*WORK REQUIRED*
The records appear below. Copy each one exactly.

Referring expression pointing data
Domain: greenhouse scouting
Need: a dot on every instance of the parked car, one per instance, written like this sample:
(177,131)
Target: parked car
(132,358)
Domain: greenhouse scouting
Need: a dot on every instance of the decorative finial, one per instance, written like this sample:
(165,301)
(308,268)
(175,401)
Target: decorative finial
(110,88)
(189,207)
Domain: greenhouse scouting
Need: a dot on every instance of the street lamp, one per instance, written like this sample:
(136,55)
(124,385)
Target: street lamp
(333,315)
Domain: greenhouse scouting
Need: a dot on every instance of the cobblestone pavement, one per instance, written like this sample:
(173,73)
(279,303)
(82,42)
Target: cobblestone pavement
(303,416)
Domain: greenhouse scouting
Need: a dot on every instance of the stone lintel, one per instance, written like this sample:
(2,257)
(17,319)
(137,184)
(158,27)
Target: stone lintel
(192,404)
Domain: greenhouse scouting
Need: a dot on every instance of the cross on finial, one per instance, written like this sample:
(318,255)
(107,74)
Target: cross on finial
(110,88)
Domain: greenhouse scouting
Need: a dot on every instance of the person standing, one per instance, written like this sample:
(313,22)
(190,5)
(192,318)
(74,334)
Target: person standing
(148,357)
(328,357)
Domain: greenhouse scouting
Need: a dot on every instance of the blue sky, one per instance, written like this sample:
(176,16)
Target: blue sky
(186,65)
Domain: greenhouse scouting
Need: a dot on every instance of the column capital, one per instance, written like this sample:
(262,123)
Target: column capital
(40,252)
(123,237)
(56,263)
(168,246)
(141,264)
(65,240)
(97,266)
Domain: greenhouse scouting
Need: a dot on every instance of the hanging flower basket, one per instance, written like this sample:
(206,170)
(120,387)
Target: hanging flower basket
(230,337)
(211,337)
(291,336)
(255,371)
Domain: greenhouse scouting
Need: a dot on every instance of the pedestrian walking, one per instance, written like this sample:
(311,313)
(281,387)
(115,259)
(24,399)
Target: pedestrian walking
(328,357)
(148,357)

*RESULT*
Domain: greenhouse scouting
Need: a dot on every instance of the parked car, one per instance, written like this sample:
(177,131)
Target: parked car
(132,358)
Domain: greenhouse scouting
Need: a dot on every instance of the decorative finial, one per instance, written like this sample:
(165,301)
(308,268)
(175,401)
Target: decorative finial
(110,88)
(189,207)
Domain: greenhouse scouting
Need: a dot on every instance of the street lamp, one per instance, written like this sample:
(136,55)
(124,385)
Target: street lamp
(333,315)
Domain: greenhouse scouting
Need: a dot on every instance of the cobblestone pavement, one per instance, written like this sample:
(173,73)
(279,303)
(82,42)
Target: cobblestone pavement
(303,416)
Domain: greenhouse scouting
Need: a dot on every instance of the stone lintel, one per instance, written like this sample:
(2,257)
(17,319)
(137,184)
(158,27)
Target: stone lintel
(192,404)
Domain: greenhouse scouting
Need: a dot on every instance of the cross on finial, one per instance, written like this sample:
(318,255)
(107,74)
Target: cross on finial
(110,88)
Domain: greenhouse scouting
Need: a dot on every instance of the person standing, one per instance, written like this sample:
(313,22)
(190,5)
(192,318)
(74,334)
Target: person standing
(148,357)
(328,357)
Domain: greenhouse scouting
Need: a dot on every instance of the blue sky, one per instance, written like this sample:
(176,16)
Target: blue sky
(186,65)
Domain: greenhouse scouting
Need: a dot on every instance of the column capital, one per instance, written like this sample:
(262,123)
Target: column capital
(40,252)
(123,237)
(56,263)
(168,246)
(141,264)
(65,240)
(97,266)
Domain: greenhouse scouting
Need: a dot on every instance of the hanging flower basket, one per instance, written like this sample:
(206,170)
(120,387)
Target: hanging flower basket
(230,337)
(211,337)
(291,336)
(255,371)
Domain: greenhouse scouting
Need: a dot on every instance of the pedestrian walking, one per instance, written like this sample:
(311,313)
(281,387)
(115,259)
(24,399)
Target: pedestrian walking
(328,357)
(148,357)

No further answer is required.